(Labeled-object pointing listing)
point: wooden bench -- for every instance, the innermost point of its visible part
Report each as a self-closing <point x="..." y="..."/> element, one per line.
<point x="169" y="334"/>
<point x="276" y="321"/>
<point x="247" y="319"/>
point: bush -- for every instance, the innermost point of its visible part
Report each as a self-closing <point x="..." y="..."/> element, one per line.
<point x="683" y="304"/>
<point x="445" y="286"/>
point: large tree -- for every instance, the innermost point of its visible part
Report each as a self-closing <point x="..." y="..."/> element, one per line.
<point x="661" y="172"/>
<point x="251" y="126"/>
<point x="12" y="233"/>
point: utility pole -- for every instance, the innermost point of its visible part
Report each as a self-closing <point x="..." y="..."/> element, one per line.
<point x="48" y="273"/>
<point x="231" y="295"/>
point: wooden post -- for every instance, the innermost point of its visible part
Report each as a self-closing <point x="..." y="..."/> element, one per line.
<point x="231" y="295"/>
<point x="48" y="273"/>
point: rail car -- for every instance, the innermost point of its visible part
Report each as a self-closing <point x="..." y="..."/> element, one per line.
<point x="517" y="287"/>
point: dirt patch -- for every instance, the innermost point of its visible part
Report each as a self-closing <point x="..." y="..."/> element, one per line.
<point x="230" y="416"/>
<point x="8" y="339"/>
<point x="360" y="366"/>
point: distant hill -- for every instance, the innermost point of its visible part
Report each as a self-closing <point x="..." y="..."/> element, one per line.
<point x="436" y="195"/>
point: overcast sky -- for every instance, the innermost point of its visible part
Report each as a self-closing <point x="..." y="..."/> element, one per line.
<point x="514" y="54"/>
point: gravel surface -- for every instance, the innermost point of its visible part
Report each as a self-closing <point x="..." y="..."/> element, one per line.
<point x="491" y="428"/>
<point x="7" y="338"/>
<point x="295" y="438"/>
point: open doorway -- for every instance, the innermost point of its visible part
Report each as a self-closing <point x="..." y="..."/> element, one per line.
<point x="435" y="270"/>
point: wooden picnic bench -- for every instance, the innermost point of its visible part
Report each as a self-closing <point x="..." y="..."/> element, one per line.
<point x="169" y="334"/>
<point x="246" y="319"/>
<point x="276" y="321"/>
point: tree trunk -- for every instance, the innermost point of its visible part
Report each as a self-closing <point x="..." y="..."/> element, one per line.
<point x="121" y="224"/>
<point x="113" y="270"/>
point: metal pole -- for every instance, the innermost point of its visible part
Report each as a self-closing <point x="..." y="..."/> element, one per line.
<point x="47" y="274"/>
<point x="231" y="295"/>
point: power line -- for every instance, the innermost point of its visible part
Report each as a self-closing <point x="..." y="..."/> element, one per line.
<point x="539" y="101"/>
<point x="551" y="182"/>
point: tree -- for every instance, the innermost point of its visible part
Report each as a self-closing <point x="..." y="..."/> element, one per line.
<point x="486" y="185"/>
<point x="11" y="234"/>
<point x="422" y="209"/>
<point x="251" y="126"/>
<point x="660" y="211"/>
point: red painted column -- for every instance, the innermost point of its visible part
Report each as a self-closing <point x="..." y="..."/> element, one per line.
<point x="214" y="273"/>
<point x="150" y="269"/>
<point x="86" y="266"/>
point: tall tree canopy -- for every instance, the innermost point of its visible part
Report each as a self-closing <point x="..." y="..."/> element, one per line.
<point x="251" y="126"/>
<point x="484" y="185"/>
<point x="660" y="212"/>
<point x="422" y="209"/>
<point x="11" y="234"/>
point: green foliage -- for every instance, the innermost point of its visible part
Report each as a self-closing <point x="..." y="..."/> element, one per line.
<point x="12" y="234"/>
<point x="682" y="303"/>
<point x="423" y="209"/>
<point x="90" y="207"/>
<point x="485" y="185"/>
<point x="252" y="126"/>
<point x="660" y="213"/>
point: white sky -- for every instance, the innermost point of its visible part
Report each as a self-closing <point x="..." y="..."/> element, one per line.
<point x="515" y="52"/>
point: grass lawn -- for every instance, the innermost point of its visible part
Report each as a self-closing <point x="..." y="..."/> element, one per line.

* [Problem]: Lay out the lines of the listing above as a Markdown table with two columns, "No." for the row number and "Line" for the line itself, and leave out any blank lines.

* [Final result]:
| No. | Line |
|---|---|
| 1 | point: wooden bench -- for every instance, the innermost point of its visible part |
| 2 | Report each as a self-closing <point x="..." y="..."/> element, one per line. |
| 3 | <point x="169" y="334"/> |
| 4 | <point x="276" y="321"/> |
| 5 | <point x="247" y="319"/> |
| 6 | point: bush -- for every instance, the innermost point of its visible part |
| 7 | Report each as a self-closing <point x="..." y="..."/> element, one per line. |
| 8 | <point x="683" y="304"/> |
| 9 | <point x="445" y="286"/> |
| 10 | point: large tree -- for every instance, the innermost point of its visible part |
| 11 | Report each as a self-closing <point x="..." y="..."/> element, one per line. |
| 12 | <point x="661" y="172"/> |
| 13 | <point x="251" y="126"/> |
| 14 | <point x="12" y="233"/> |
| 15 | point: utility pole -- for every instance, the innermost point of its visible part |
| 16 | Report each as a self-closing <point x="..." y="..."/> element, one per line. |
| 17 | <point x="48" y="273"/> |
| 18 | <point x="231" y="295"/> |
| 19 | point: wooden post -- for every instance, the innermost point of its visible part |
| 20 | Report each as a self-closing <point x="..." y="..."/> element, one per line. |
| 21 | <point x="231" y="295"/> |
| 22 | <point x="48" y="273"/> |
| 23 | point: rail car -- for every instance, the innermost point of its visible part |
| 24 | Report each as a self-closing <point x="..." y="..."/> element, one per line. |
| 25 | <point x="517" y="287"/> |
| 26 | point: dirt patch -- for every instance, the innermost point of its visible part |
| 27 | Report each as a self-closing <point x="..." y="..."/> element, one per line. |
| 28 | <point x="230" y="416"/> |
| 29 | <point x="8" y="339"/> |
| 30 | <point x="360" y="366"/> |
| 31 | point: distant hill -- for every instance, the innermost point of its visible part |
| 32 | Report each as a self-closing <point x="..." y="..."/> element, one per line. |
| 33 | <point x="436" y="195"/> |
| 34 | point: overcast sky -- for every instance, the innermost point of its visible part |
| 35 | Report each as a self-closing <point x="..." y="..."/> element, one per line. |
| 36 | <point x="514" y="54"/> |
| 37 | point: gravel surface -- for every instance, the innermost point of its visible part |
| 38 | Report each as a self-closing <point x="..." y="..."/> element, one per line. |
| 39 | <point x="491" y="428"/> |
| 40 | <point x="7" y="338"/> |
| 41 | <point x="295" y="438"/> |
| 42 | point: open doorway -- for every instance, the innermost point of its visible part |
| 43 | Report each as a self-closing <point x="..." y="..."/> element, one per line. |
| 44 | <point x="435" y="270"/> |
| 45 | point: wooden picnic bench -- for every instance, the innermost point of its visible part |
| 46 | Report each as a self-closing <point x="..." y="..."/> element, one per line. |
| 47 | <point x="169" y="334"/> |
| 48 | <point x="246" y="319"/> |
| 49 | <point x="276" y="321"/> |
| 50 | point: tree trunk -- for every instance, the innermost point of its visible part |
| 51 | Report each as a self-closing <point x="..." y="..."/> element, one per line. |
| 52 | <point x="121" y="224"/> |
| 53 | <point x="113" y="270"/> |
| 54 | point: metal pole -- for every instance, the innermost point of its visible part |
| 55 | Report each as a self-closing <point x="..." y="..."/> element, one per line. |
| 56 | <point x="47" y="274"/> |
| 57 | <point x="231" y="295"/> |
| 58 | point: power line -- for every instance, the innermost point of its visible part |
| 59 | Report each as a self-closing <point x="..." y="..."/> element, one per line. |
| 60 | <point x="539" y="101"/> |
| 61 | <point x="551" y="182"/> |
| 62 | point: tree -- for every instance, the innermost point of its visible part |
| 63 | Report each as a self-closing <point x="..." y="..."/> element, one per line. |
| 64 | <point x="486" y="185"/> |
| 65 | <point x="11" y="234"/> |
| 66 | <point x="422" y="209"/> |
| 67 | <point x="251" y="126"/> |
| 68 | <point x="660" y="211"/> |
| 69 | point: red painted column -- for every instance, the innermost point of its visible part |
| 70 | Report each as a self-closing <point x="..." y="..."/> element, one per line. |
| 71 | <point x="214" y="273"/> |
| 72 | <point x="150" y="269"/> |
| 73 | <point x="86" y="266"/> |
| 74 | point: tall tree canopy -- for every instance, the innermost point of its visible part |
| 75 | Report each as a self-closing <point x="..." y="..."/> element, one per line. |
| 76 | <point x="251" y="126"/> |
| 77 | <point x="484" y="185"/> |
| 78 | <point x="660" y="212"/> |
| 79 | <point x="422" y="209"/> |
| 80 | <point x="11" y="234"/> |
| 81 | point: green foliage -- for every instance, the innermost point of its visible part |
| 82 | Report each as a self-closing <point x="..." y="..."/> element, one per line. |
| 83 | <point x="12" y="234"/> |
| 84 | <point x="682" y="303"/> |
| 85 | <point x="423" y="209"/> |
| 86 | <point x="90" y="207"/> |
| 87 | <point x="485" y="185"/> |
| 88 | <point x="252" y="126"/> |
| 89 | <point x="660" y="213"/> |
| 90 | point: white sky -- for every instance, the innermost point of its visible part |
| 91 | Report each as a self-closing <point x="..." y="..."/> element, one per line. |
| 92 | <point x="515" y="52"/> |
| 93 | point: grass lawn -- for every instance, the innermost point of its visible part |
| 94 | Report each as a self-closing <point x="..." y="..."/> element, one per line. |